• [STUDY MATERIAL]:

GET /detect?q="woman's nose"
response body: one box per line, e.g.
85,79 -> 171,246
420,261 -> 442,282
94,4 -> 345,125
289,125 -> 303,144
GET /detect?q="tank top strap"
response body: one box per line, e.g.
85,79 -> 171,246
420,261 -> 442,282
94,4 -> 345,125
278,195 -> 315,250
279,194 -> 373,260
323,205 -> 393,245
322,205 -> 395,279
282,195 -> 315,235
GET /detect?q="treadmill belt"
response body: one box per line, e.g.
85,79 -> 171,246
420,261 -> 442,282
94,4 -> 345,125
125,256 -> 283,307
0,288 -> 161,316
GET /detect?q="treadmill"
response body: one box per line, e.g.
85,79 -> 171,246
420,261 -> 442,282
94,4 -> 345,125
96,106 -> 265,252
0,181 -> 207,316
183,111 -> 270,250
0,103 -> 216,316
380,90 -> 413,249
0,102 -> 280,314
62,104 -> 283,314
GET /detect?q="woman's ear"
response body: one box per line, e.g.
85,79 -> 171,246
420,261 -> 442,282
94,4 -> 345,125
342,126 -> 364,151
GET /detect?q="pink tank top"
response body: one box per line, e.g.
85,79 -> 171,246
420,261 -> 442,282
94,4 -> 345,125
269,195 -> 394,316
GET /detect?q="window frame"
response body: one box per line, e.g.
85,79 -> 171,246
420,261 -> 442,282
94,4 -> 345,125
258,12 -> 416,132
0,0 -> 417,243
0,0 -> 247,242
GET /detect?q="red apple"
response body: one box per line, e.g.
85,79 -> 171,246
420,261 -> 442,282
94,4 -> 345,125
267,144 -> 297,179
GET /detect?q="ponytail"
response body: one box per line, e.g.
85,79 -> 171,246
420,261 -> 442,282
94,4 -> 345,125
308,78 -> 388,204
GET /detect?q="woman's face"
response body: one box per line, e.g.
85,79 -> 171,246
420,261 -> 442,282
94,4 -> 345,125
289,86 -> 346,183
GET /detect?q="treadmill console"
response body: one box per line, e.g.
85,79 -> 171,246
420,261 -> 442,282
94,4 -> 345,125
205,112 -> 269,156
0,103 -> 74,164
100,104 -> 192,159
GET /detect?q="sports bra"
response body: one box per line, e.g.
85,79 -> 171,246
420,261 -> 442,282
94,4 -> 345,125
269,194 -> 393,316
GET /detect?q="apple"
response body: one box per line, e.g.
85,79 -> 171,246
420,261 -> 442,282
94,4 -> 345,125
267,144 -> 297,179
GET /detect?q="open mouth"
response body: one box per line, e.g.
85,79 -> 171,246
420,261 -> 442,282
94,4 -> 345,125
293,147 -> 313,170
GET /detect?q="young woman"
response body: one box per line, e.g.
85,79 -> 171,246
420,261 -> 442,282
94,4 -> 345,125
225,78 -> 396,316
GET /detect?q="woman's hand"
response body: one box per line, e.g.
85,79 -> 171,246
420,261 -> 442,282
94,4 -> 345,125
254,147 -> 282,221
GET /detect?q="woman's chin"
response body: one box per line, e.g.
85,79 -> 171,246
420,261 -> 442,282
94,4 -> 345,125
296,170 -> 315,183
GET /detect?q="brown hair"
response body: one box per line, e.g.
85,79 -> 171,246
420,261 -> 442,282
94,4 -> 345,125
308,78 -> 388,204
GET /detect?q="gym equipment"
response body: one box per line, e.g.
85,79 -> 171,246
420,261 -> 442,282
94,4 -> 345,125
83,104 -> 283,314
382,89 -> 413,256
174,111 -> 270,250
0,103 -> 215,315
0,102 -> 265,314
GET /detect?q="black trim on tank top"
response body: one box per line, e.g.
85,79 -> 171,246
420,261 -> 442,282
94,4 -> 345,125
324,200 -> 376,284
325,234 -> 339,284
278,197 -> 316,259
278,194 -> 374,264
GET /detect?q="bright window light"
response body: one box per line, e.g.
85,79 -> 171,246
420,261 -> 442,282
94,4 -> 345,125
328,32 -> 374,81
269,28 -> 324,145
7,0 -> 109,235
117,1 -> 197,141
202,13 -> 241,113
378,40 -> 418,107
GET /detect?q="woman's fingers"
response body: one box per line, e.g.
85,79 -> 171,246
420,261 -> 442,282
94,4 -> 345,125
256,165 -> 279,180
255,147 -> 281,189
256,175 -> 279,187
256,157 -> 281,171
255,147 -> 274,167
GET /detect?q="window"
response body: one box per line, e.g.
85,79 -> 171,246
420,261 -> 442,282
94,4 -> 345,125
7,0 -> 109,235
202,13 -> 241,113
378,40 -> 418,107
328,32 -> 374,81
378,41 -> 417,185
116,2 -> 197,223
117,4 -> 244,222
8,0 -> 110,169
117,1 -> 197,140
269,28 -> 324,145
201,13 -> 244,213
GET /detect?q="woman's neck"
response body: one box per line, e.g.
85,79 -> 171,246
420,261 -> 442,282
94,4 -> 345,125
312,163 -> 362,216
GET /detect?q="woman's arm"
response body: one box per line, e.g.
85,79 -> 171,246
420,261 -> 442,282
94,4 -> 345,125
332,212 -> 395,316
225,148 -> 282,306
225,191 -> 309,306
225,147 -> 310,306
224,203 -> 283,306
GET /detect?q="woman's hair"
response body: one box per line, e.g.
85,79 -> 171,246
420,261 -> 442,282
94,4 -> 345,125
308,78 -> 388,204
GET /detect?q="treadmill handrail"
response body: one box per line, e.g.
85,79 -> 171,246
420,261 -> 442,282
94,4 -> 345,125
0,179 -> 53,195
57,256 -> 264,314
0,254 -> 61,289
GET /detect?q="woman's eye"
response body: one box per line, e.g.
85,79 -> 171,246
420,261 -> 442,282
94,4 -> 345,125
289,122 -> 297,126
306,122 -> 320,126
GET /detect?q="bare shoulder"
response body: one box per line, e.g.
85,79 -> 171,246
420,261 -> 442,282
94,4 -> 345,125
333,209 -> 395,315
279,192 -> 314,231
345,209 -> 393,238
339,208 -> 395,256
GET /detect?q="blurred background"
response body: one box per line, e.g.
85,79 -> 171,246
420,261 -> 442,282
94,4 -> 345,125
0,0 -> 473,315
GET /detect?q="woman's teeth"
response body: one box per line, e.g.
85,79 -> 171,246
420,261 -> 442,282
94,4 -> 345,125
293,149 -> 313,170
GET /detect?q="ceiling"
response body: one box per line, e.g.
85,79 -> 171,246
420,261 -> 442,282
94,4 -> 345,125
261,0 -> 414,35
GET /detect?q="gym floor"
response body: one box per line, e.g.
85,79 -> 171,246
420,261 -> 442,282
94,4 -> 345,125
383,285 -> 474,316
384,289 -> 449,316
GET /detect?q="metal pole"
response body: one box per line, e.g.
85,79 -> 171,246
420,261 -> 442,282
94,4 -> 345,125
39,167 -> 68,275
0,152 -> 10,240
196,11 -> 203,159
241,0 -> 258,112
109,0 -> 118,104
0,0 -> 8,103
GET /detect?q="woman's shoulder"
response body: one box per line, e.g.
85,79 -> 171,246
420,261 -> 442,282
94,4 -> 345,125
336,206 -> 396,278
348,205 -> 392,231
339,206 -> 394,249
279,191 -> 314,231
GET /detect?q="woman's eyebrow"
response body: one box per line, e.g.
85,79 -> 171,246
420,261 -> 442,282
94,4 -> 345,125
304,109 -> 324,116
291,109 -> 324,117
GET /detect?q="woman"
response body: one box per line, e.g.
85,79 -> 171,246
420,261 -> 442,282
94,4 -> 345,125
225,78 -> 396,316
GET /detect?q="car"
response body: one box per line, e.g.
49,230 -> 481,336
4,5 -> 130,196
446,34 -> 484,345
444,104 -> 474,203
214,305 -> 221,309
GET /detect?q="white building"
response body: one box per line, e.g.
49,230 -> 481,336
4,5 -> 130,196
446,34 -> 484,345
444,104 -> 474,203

• [ACTION ITEM]:
Please return the full listing exactly as it appears.

• [TASK RESULT]:
GET /detect?q="woman's nose"
response body: one box per line, e.g.
85,79 -> 171,246
420,261 -> 442,282
94,4 -> 345,125
289,125 -> 303,144
GET /detect?q="tank top strap"
response body: one box per line, e.g.
85,79 -> 171,246
420,261 -> 442,282
94,4 -> 345,125
278,195 -> 315,250
279,194 -> 373,260
323,205 -> 393,245
322,205 -> 395,279
282,195 -> 315,235
GET /detect?q="treadmill belt"
response body: one box per line, e.g.
85,79 -> 171,246
420,261 -> 442,282
94,4 -> 345,125
125,256 -> 283,307
0,288 -> 161,316
GET /detect?q="treadmill"
response body: one box per line, e.g.
85,79 -> 171,246
420,261 -> 442,282
94,4 -> 345,125
96,106 -> 265,252
0,181 -> 207,316
183,111 -> 270,250
0,103 -> 216,316
380,90 -> 413,249
0,102 -> 280,314
62,104 -> 283,314
GET /detect?q="woman's ear"
response body: one box per line, e.g.
85,79 -> 171,246
420,261 -> 442,282
94,4 -> 345,125
342,126 -> 364,151
GET /detect?q="pink tank top"
response body: one box per line, e.g.
85,79 -> 171,246
420,261 -> 442,282
94,4 -> 345,125
269,195 -> 394,316
GET /detect?q="window frame"
response body: one box per line, e.g.
85,79 -> 171,246
420,261 -> 442,282
94,4 -> 345,125
258,12 -> 416,132
0,0 -> 417,243
0,0 -> 247,242
GET /detect?q="red apple"
response body: one box per line, e.g.
85,79 -> 171,246
420,261 -> 442,282
94,4 -> 345,125
267,144 -> 297,179
GET /detect?q="ponytail"
response body: one box per line, e.g.
85,79 -> 171,246
420,261 -> 442,282
94,4 -> 345,125
308,78 -> 388,204
GET /detect?q="woman's face"
response body: one box per line, e.g.
85,79 -> 171,246
420,261 -> 442,282
94,4 -> 345,125
289,86 -> 346,183
GET /detect?q="treadmill console"
response body: one box per line, e.g.
85,79 -> 171,246
420,261 -> 442,282
94,4 -> 345,125
205,112 -> 269,156
0,103 -> 74,164
100,104 -> 192,159
GET /detect?q="sports bra"
response body: one box per line, e.g.
85,79 -> 171,246
420,261 -> 442,282
94,4 -> 345,125
269,194 -> 393,316
GET /detect?q="apple"
response body: one box per line, e.g.
85,79 -> 171,246
420,261 -> 442,282
94,4 -> 345,125
267,144 -> 297,179
GET /detect?q="open mouth"
response body: one box per line, e.g.
85,79 -> 171,246
420,261 -> 442,282
94,4 -> 345,125
293,147 -> 313,170
GET /detect?q="young woman"
response body: one box per line, e.g.
85,79 -> 171,246
420,261 -> 442,282
94,4 -> 345,125
225,78 -> 396,316
GET /detect?q="woman's hand"
response body: one box per line, e.g.
85,79 -> 171,246
420,261 -> 442,282
94,4 -> 345,125
254,147 -> 282,221
GET /detect?q="woman's chin"
response body: one box per line, e.g.
85,79 -> 171,246
420,261 -> 442,282
94,4 -> 345,125
296,170 -> 315,183
GET /detect?q="brown hair"
response body: one box per line, e.g.
85,79 -> 171,246
420,261 -> 442,282
94,4 -> 345,125
308,78 -> 388,204
GET /detect?q="gym equipment"
response body: one box per line, e.g.
85,79 -> 171,246
420,261 -> 442,282
94,4 -> 345,125
83,104 -> 283,314
382,89 -> 413,256
174,111 -> 270,250
0,103 -> 215,315
0,102 -> 265,314
GET /detect?q="black trim on tank top"
response body: one box per line, e.g.
85,79 -> 171,246
420,261 -> 442,282
94,4 -> 345,125
324,200 -> 376,284
325,234 -> 339,284
278,197 -> 316,259
278,194 -> 374,264
GET /detect?q="bright window light"
response body: one box per line, e.g.
85,79 -> 171,246
420,261 -> 442,282
94,4 -> 345,125
328,32 -> 374,81
269,28 -> 324,145
7,0 -> 109,235
117,1 -> 197,141
202,13 -> 241,113
378,40 -> 418,107
GET /detect?q="woman's fingers"
response body: one box per line, e.g.
85,79 -> 171,246
420,261 -> 442,282
94,4 -> 345,125
256,165 -> 279,180
255,147 -> 281,189
256,175 -> 279,187
256,157 -> 281,171
255,147 -> 274,167
GET /detect?q="window"
response body: one box per line, e.g.
85,79 -> 171,246
420,261 -> 442,282
94,4 -> 345,125
7,0 -> 109,235
202,13 -> 241,113
378,40 -> 418,107
328,32 -> 374,81
378,41 -> 417,185
116,2 -> 197,223
117,4 -> 244,222
8,0 -> 110,169
117,1 -> 197,140
269,28 -> 324,145
201,13 -> 244,213
GET /detect?q="woman's neck"
response body: one box per line, e.g.
85,79 -> 171,246
420,261 -> 442,282
94,4 -> 345,125
312,163 -> 362,216
GET /detect?q="woman's arm"
response body: one box per line, e.g.
85,79 -> 171,246
420,261 -> 442,282
94,4 -> 345,125
332,212 -> 395,316
225,148 -> 282,306
225,191 -> 309,306
225,147 -> 310,306
224,203 -> 283,306
GET /detect?q="woman's hair"
response body: one box per line, e.g.
85,79 -> 171,246
420,261 -> 442,282
94,4 -> 345,125
308,78 -> 388,204
GET /detect?q="treadmill handrail"
response body: one box per line, e.g.
85,79 -> 171,246
420,261 -> 442,282
94,4 -> 345,125
0,179 -> 53,195
57,256 -> 264,314
0,254 -> 61,289
GET /detect?q="woman's eye"
response body: one box per line, e.g.
85,79 -> 171,246
420,261 -> 442,282
94,4 -> 345,125
289,122 -> 297,126
306,122 -> 320,126
GET /detect?q="bare shoulder"
response body: one box per line, e.g.
85,79 -> 171,246
420,261 -> 442,282
94,4 -> 345,125
333,209 -> 395,315
279,192 -> 314,231
345,209 -> 393,238
339,208 -> 395,256
GET /detect?q="blurred background"
response body: one box per line, e.g.
85,79 -> 171,246
420,261 -> 442,282
94,4 -> 345,125
0,0 -> 473,315
GET /detect?q="woman's teeth"
response body: one box per line, e.g.
85,79 -> 171,246
420,261 -> 442,282
94,4 -> 345,125
293,149 -> 313,170
GET /detect?q="ceiling"
response body: one box per line, e.g.
85,79 -> 171,246
420,261 -> 442,282
94,4 -> 345,125
261,0 -> 414,35
GET /detect?q="gym floor"
response body: one box per line, e.g.
85,79 -> 171,246
420,261 -> 442,282
94,4 -> 345,125
383,285 -> 474,316
384,289 -> 449,316
GET /detect?q="metal pole"
response body: one box per line, e.g.
85,79 -> 171,246
420,261 -> 442,282
94,4 -> 345,125
39,167 -> 68,275
0,152 -> 10,240
196,11 -> 203,159
241,0 -> 258,112
109,0 -> 118,104
0,0 -> 8,103
GET /detect?q="woman's shoulder"
response body: one box per line, e.g.
85,79 -> 171,246
420,261 -> 442,282
94,4 -> 345,125
336,206 -> 396,278
348,205 -> 392,231
339,206 -> 394,249
279,191 -> 314,231
GET /detect?q="woman's eyebrow"
response body: one box per line, e.g.
85,79 -> 171,246
420,261 -> 442,282
94,4 -> 345,125
304,109 -> 324,116
291,109 -> 324,117
GET /detect?q="woman"
response body: one box per line, e.g.
85,79 -> 171,246
420,261 -> 442,282
94,4 -> 345,125
225,78 -> 396,316
GET /detect?q="car"
response body: one box per line, e.g.
49,230 -> 481,336
4,5 -> 130,196
446,34 -> 484,345
444,104 -> 474,203
214,305 -> 221,309
GET /detect?q="white building"
response body: one box per line, e.g.
49,230 -> 481,336
4,5 -> 130,196
446,34 -> 484,345
444,104 -> 474,203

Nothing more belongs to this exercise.